Supplied passage:
=== Begin Enclosure ===

Brown (Gerald), P. J., and Ault, J., concurred.
A petition for a rehearing was denied April 19, 1971, and appellant’s petition for a hearing by the Supreme Court was denied May 26, 1971.
The communication dated May 27, 1955 was as follows:
“Subject: Disability of Theodore A. Godshalk, a..................in the Fire Department, a member of the Police and Fire Retirement System.
“The above named employee has been disabled by reason of service-connected injury sustained May 22, 1955, and is unable to perform his duties. Certificate of attending physician so stating is attached.
“It is requested the Board determine the status of the above named employee with respect to disability pay in accordance with provisions of Ordinance 4898 (NS), and that notice thereof by the Secretary of the Board be made to the Auditor and Comptroller in anticipation of affirmative action thereon, at the first Board meeting thereafter; and further, that the Secretary of the Board forward to the Auditor and Comptroller a certified copy of its action in connection therewith following such Board meeting. Godshalk was relieved from duty May 23, 1955, because of coronary thrombosis.”
Under the signature appeared the following: “Enel. 2.”
Sections 163 and 166, so far as relevant, read as follows:
“Section 163. Payments for Disability. Whenever any member entitled to the benefits of this system shall become physically or mentally disabled by reason of bodily injuries received in or by reason of sickness caused by the discharge of duty or as a result thereof to such an extent as to render necessary his retirement from active service, said Board of Trustees, upon determining such necessity for retirement, shall retire such member or employee and cause to be paid to him a pension equal to one-half of the salary attached to the rank held by him for one year or more previous to the time the disability was incurred; . . . and, provided further, that the Council of said City may provide by Ordinance that for a time not to exceed one year of such disability, such member shall be entitled to receive in lieu of the benefits herein provided, his full salary, payable to him out of the salary funds of the City, minus, however, such Workmen’s Compensation Benefits as said member shall have received for such period of time as he is paid his salary.”

=== End Enclosure ===

Segmentation mask data
=== Begin Enclosure ===

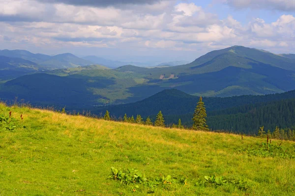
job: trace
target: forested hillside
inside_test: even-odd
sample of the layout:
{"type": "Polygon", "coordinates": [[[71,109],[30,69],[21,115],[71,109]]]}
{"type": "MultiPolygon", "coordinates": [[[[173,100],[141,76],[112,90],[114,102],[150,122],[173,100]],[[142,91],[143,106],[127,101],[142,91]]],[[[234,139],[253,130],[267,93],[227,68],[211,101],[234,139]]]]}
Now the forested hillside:
{"type": "MultiPolygon", "coordinates": [[[[177,90],[167,90],[135,103],[97,108],[97,115],[108,110],[117,118],[124,114],[154,119],[161,110],[167,124],[177,124],[180,118],[184,125],[192,125],[192,114],[199,97],[177,90]]],[[[257,134],[260,127],[274,130],[295,127],[295,91],[266,96],[230,98],[204,98],[207,123],[212,130],[257,134]]]]}
{"type": "Polygon", "coordinates": [[[4,196],[291,196],[295,189],[291,141],[2,103],[0,122],[4,196]]]}
{"type": "MultiPolygon", "coordinates": [[[[77,68],[89,62],[69,53],[49,57],[23,50],[1,50],[1,53],[34,60],[43,67],[52,68],[54,65],[65,68],[46,73],[63,77],[58,81],[66,81],[69,86],[73,78],[82,80],[86,90],[83,94],[79,89],[76,91],[73,101],[65,105],[71,108],[136,102],[166,89],[177,89],[199,96],[226,97],[283,93],[294,90],[295,86],[295,59],[293,54],[275,54],[241,46],[212,51],[183,65],[147,69],[129,65],[111,70],[95,66],[77,68]],[[72,102],[79,103],[85,94],[93,98],[71,104],[72,102]]],[[[25,92],[38,89],[39,84],[47,83],[49,77],[31,76],[0,84],[0,98],[9,100],[18,97],[36,105],[46,102],[55,105],[57,101],[54,99],[33,96],[34,93],[42,93],[42,89],[40,92],[31,91],[30,98],[16,90],[22,88],[25,92]],[[27,81],[30,86],[18,82],[22,80],[27,81]]],[[[69,88],[74,88],[75,84],[69,88]]],[[[57,94],[61,90],[59,86],[63,85],[55,85],[52,93],[57,94]]]]}

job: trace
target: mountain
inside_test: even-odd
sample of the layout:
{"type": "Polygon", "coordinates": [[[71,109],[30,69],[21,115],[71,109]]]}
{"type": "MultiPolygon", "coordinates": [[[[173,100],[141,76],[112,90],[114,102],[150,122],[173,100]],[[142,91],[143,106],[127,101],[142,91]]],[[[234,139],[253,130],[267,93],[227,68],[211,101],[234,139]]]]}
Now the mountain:
{"type": "Polygon", "coordinates": [[[40,64],[52,68],[72,68],[79,66],[90,65],[90,61],[79,58],[70,53],[58,54],[51,57],[48,60],[40,63],[40,64]]]}
{"type": "Polygon", "coordinates": [[[50,56],[42,54],[34,54],[29,51],[15,49],[9,50],[8,49],[0,50],[0,55],[12,58],[20,58],[28,60],[36,63],[39,63],[44,61],[48,60],[51,57],[50,56]]]}
{"type": "Polygon", "coordinates": [[[116,68],[118,67],[126,65],[133,65],[138,66],[145,66],[147,65],[146,63],[140,63],[138,62],[122,62],[119,61],[113,61],[106,59],[104,58],[99,57],[96,56],[87,56],[82,57],[83,59],[91,61],[94,64],[104,65],[110,68],[116,68]]]}
{"type": "Polygon", "coordinates": [[[285,57],[295,59],[295,54],[280,54],[280,55],[285,57]]]}
{"type": "MultiPolygon", "coordinates": [[[[49,64],[59,62],[56,63],[62,66],[77,66],[78,63],[73,65],[70,62],[79,62],[74,61],[76,57],[70,54],[52,58],[54,60],[49,64]],[[63,58],[66,60],[60,60],[63,58]]],[[[47,73],[65,77],[62,78],[65,80],[82,79],[87,93],[100,98],[86,99],[80,104],[88,106],[136,102],[167,89],[208,97],[283,93],[295,89],[294,69],[295,59],[255,49],[234,46],[212,51],[183,65],[148,69],[129,65],[111,70],[94,66],[73,70],[63,69],[47,73]],[[100,83],[103,85],[99,85],[100,83]]],[[[32,85],[30,88],[33,89],[36,83],[47,82],[42,77],[38,78],[30,83],[32,85]]],[[[32,76],[30,79],[33,79],[32,76]]],[[[15,88],[9,87],[9,84],[0,85],[1,98],[13,99],[14,96],[21,96],[14,90],[15,88]],[[9,96],[4,92],[9,92],[9,96]]],[[[59,91],[58,85],[57,88],[56,90],[59,91]]],[[[43,101],[42,99],[33,100],[36,104],[43,101]]],[[[56,103],[52,100],[52,104],[56,103]]]]}
{"type": "Polygon", "coordinates": [[[0,56],[0,81],[44,70],[35,63],[20,58],[0,56]]]}
{"type": "MultiPolygon", "coordinates": [[[[154,119],[159,111],[167,124],[177,124],[179,119],[191,126],[193,114],[199,97],[176,90],[165,90],[135,103],[92,108],[98,115],[108,110],[122,117],[140,114],[154,119]]],[[[229,98],[204,98],[207,112],[207,122],[214,130],[256,134],[263,125],[266,130],[295,128],[295,91],[265,96],[242,96],[229,98]]]]}
{"type": "Polygon", "coordinates": [[[176,66],[177,65],[185,65],[188,63],[189,63],[189,62],[186,61],[176,61],[168,62],[167,63],[162,63],[157,65],[156,67],[161,67],[165,65],[168,65],[169,66],[176,66]]]}
{"type": "Polygon", "coordinates": [[[42,54],[34,54],[27,50],[4,49],[0,50],[0,55],[27,60],[43,66],[46,69],[77,67],[93,64],[69,53],[51,56],[42,54]]]}
{"type": "Polygon", "coordinates": [[[2,103],[0,111],[3,196],[294,195],[293,141],[272,139],[267,148],[258,137],[2,103]],[[9,111],[14,119],[6,128],[9,111]]]}

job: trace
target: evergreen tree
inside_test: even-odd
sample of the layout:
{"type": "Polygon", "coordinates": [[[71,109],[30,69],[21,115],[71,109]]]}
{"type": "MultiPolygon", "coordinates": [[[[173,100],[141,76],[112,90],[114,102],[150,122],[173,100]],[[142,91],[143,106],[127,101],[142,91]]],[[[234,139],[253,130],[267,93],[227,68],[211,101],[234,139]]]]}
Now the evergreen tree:
{"type": "Polygon", "coordinates": [[[128,121],[131,123],[135,122],[135,120],[134,120],[134,117],[133,117],[133,115],[132,115],[132,117],[129,118],[128,121]]]}
{"type": "Polygon", "coordinates": [[[62,109],[61,109],[61,114],[65,114],[65,108],[63,107],[62,109]]]}
{"type": "Polygon", "coordinates": [[[128,117],[127,117],[126,114],[124,115],[124,117],[123,117],[123,121],[124,122],[128,122],[128,117]]]}
{"type": "Polygon", "coordinates": [[[263,137],[265,133],[266,133],[266,132],[264,131],[264,126],[262,126],[258,130],[258,135],[260,137],[263,137]]]}
{"type": "Polygon", "coordinates": [[[293,135],[293,131],[290,129],[289,129],[288,131],[288,139],[289,140],[293,140],[293,138],[294,136],[293,135]]]}
{"type": "Polygon", "coordinates": [[[280,139],[280,129],[277,126],[273,133],[272,133],[272,137],[274,139],[280,139]]]}
{"type": "Polygon", "coordinates": [[[178,125],[175,124],[175,123],[172,124],[172,126],[171,126],[170,127],[171,128],[178,128],[178,125]]]}
{"type": "Polygon", "coordinates": [[[147,125],[152,125],[152,122],[150,120],[149,117],[147,118],[147,120],[146,120],[146,122],[145,124],[147,125]]]}
{"type": "Polygon", "coordinates": [[[180,119],[178,119],[178,124],[177,125],[177,128],[183,128],[183,126],[181,124],[181,120],[180,119]]]}
{"type": "Polygon", "coordinates": [[[195,130],[209,131],[208,125],[206,123],[206,118],[207,118],[206,108],[204,102],[203,101],[203,98],[201,97],[192,119],[194,122],[193,128],[195,130]]]}
{"type": "Polygon", "coordinates": [[[270,138],[271,136],[271,133],[270,133],[270,130],[269,129],[267,130],[267,135],[268,136],[268,138],[270,138]]]}
{"type": "Polygon", "coordinates": [[[165,121],[164,120],[163,114],[162,114],[162,111],[161,111],[159,112],[158,115],[157,115],[157,118],[156,119],[156,121],[155,121],[155,126],[163,127],[165,126],[165,121]]]}
{"type": "Polygon", "coordinates": [[[107,111],[106,112],[106,113],[105,114],[103,119],[104,120],[105,120],[106,121],[110,121],[111,120],[111,117],[110,117],[110,113],[109,113],[109,111],[108,110],[107,110],[107,111]]]}
{"type": "Polygon", "coordinates": [[[135,120],[135,122],[138,124],[142,124],[143,122],[143,118],[140,114],[138,114],[136,116],[136,119],[135,120]]]}

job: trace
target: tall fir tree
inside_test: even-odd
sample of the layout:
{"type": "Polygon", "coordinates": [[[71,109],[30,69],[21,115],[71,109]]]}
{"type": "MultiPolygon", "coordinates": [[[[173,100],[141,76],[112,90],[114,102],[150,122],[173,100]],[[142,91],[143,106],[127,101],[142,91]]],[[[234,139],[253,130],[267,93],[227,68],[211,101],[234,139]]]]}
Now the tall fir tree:
{"type": "Polygon", "coordinates": [[[152,122],[150,120],[149,117],[148,117],[148,118],[147,118],[147,120],[146,120],[145,124],[146,124],[147,125],[152,125],[152,122]]]}
{"type": "Polygon", "coordinates": [[[209,131],[209,129],[206,123],[206,118],[207,118],[206,108],[204,102],[203,101],[203,98],[201,97],[196,109],[195,109],[195,113],[192,119],[194,122],[193,128],[195,130],[209,131]]]}
{"type": "Polygon", "coordinates": [[[110,121],[111,117],[110,117],[110,113],[108,110],[106,112],[104,116],[103,117],[103,119],[106,121],[110,121]]]}
{"type": "Polygon", "coordinates": [[[163,117],[163,114],[162,114],[162,111],[161,111],[159,112],[157,115],[157,118],[156,119],[156,121],[155,121],[155,126],[163,127],[166,126],[165,125],[164,117],[163,117]]]}
{"type": "Polygon", "coordinates": [[[132,117],[129,118],[128,122],[131,123],[135,122],[135,120],[134,120],[134,117],[133,116],[133,115],[132,115],[132,117]]]}
{"type": "Polygon", "coordinates": [[[258,135],[260,137],[263,137],[265,133],[266,133],[266,132],[264,130],[264,126],[262,126],[258,130],[258,135]]]}
{"type": "Polygon", "coordinates": [[[135,120],[135,122],[138,124],[143,124],[144,120],[142,118],[140,114],[138,114],[136,116],[136,119],[135,120]]]}
{"type": "Polygon", "coordinates": [[[280,139],[280,129],[277,126],[274,131],[272,133],[272,137],[274,139],[280,139]]]}
{"type": "Polygon", "coordinates": [[[126,114],[124,115],[124,117],[123,117],[123,121],[124,122],[128,122],[128,117],[127,116],[126,114]]]}
{"type": "Polygon", "coordinates": [[[181,124],[181,120],[180,119],[178,119],[178,124],[177,125],[178,128],[183,128],[183,126],[181,124]]]}

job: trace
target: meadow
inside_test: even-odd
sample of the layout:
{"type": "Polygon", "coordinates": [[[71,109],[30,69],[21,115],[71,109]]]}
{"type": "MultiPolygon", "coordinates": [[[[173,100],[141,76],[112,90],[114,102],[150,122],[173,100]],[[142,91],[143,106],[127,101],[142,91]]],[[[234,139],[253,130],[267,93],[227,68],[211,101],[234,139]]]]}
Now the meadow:
{"type": "Polygon", "coordinates": [[[0,117],[0,196],[295,195],[294,142],[4,104],[0,117]]]}

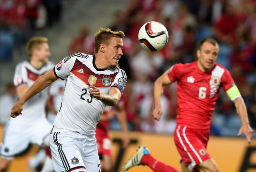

=== End Enclosure ===

Activity list:
1) Answer these questions from the court opinion excerpt:
(a) On what date was the petition for a rehearing denied?
(b) Why was Godshalk relieved from duty on May 23, 1955?
(c) Under Section 163, what fraction of the salary does the disability pension equal?
2) Decide whether each statement agrees with the court opinion excerpt, and support each yes or no with a quotation from it.
(a) The injury cited in the communication was sustained on May 22, 1955.
(b) The Supreme Court granted the appellant's petition for a hearing.
(c) Section 163 lets the Council provide full salary for up to two years of disability.

Responses by item number:
1)
(a) April 19, 1971
(b) Because of coronary thrombosis
(c) One-half

2)
(a) Yes: "disabled by reason of service-connected injury sustained May 22, 1955"
(b) No: "appellant’s petition for a hearing by the Supreme Court was denied May 26, 1971"
(c) No: "for a time not to exceed one year of such disability"